Page text:

__________

Deputy Prime Minister of Russia
- In office 2 March 1992 – 23 December 1992
- President: Boris Yeltsin
- Prime Minister: Boris Yeltsin Yegor Gaidar (acting)

Chief State Inspector
- In office 14 August 1991 – 2 March 1992
- Preceded by: Position established
- Succeeded by: Yury Boldyrev

Chairman of Volgograd Oblast Council of People's Deputies
- In office 1990–1991
- Preceded by: Position established
- Succeeded by: Aleksandr Morozov

Personal details
- Born: Valery Antonovich Makharadze 5 March 1940 Makhachkala, Dagestan ASSR, RSFSR, Soviet Union
- Died: 15 November 2008 (aged 68) Ottawa, Canada
- Spouse: Maysarat Makharadze
- Profession: Politician

= Valery Makharadze =

Russian politician

Valery Antonovich Makharadze (Валерий Антонович Махарадзе; 5 March 1940 – 15 November 2008) was a politician in Russia who held a number of senior posts during the presidency of Boris Yeltsin, including deputy prime minister. He was removed from the latter office with the dissolution of the cabinet of Boris Yeltsin and Yegor Gaidar and the creation of Viktor Chernomyrdin's first cabinet.

==Career in government==
Under the USSR, Makharadze served as the chairman of the Volgograd Oblast soviet.

__________

Data extract:
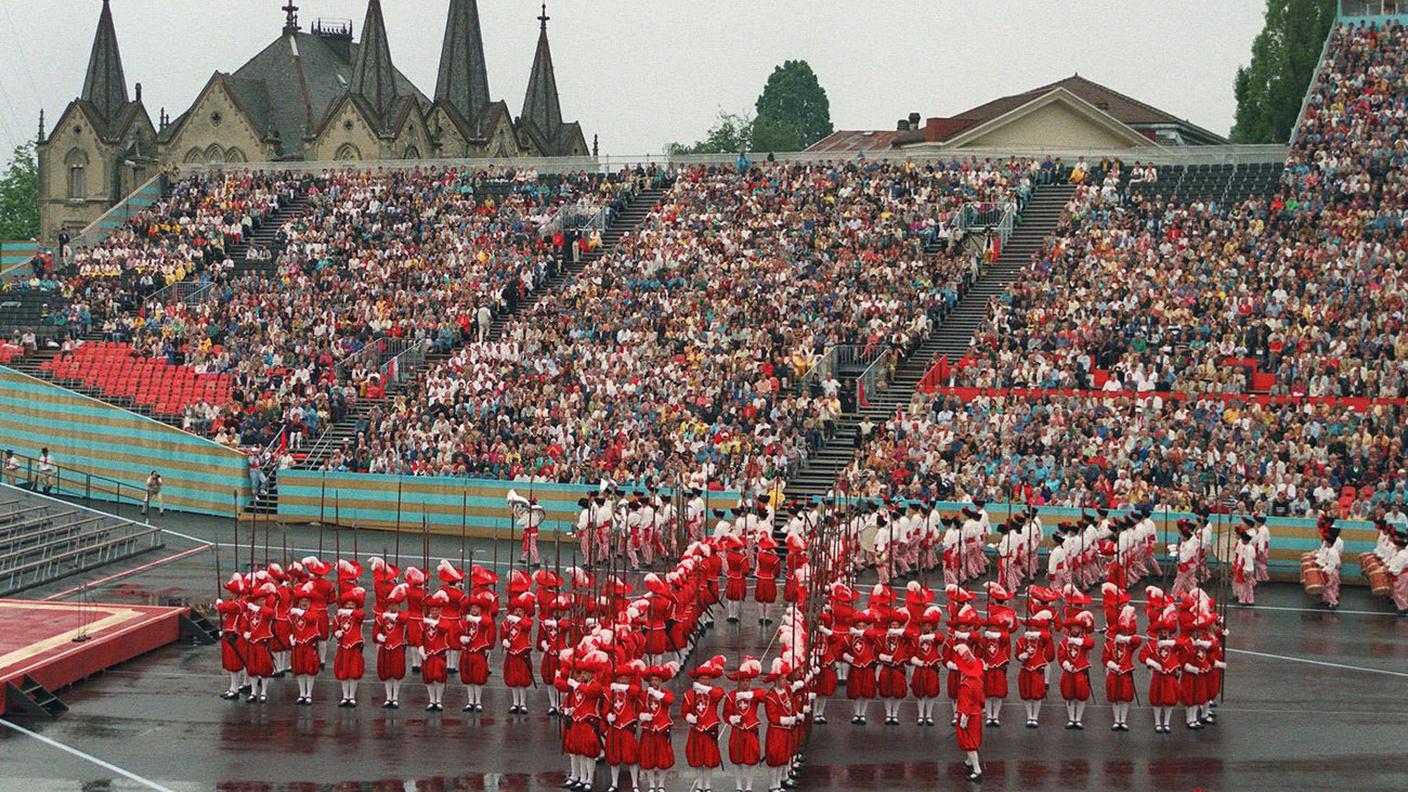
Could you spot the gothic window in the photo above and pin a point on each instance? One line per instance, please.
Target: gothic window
(76, 162)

__________

Your task: Write out the Valery Makharadze biography word for word, from "Russian politician" up to and including "Volgograd Oblast soviet.".

Output for this task:
Russian politician

Valery Antonovich Makharadze (Валерий Антонович Махарадзе; 5 March 1940 – 15 November 2008) was a politician in Russia who held a number of senior posts during the presidency of Boris Yeltsin, including deputy prime minister. He was removed from the latter office with the dissolution of the cabinet of Boris Yeltsin and Yegor Gaidar and the creation of Viktor Chernomyrdin's first cabinet.

==Career in government==
Under the USSR, Makharadze served as the chairman of the Volgograd Oblast soviet.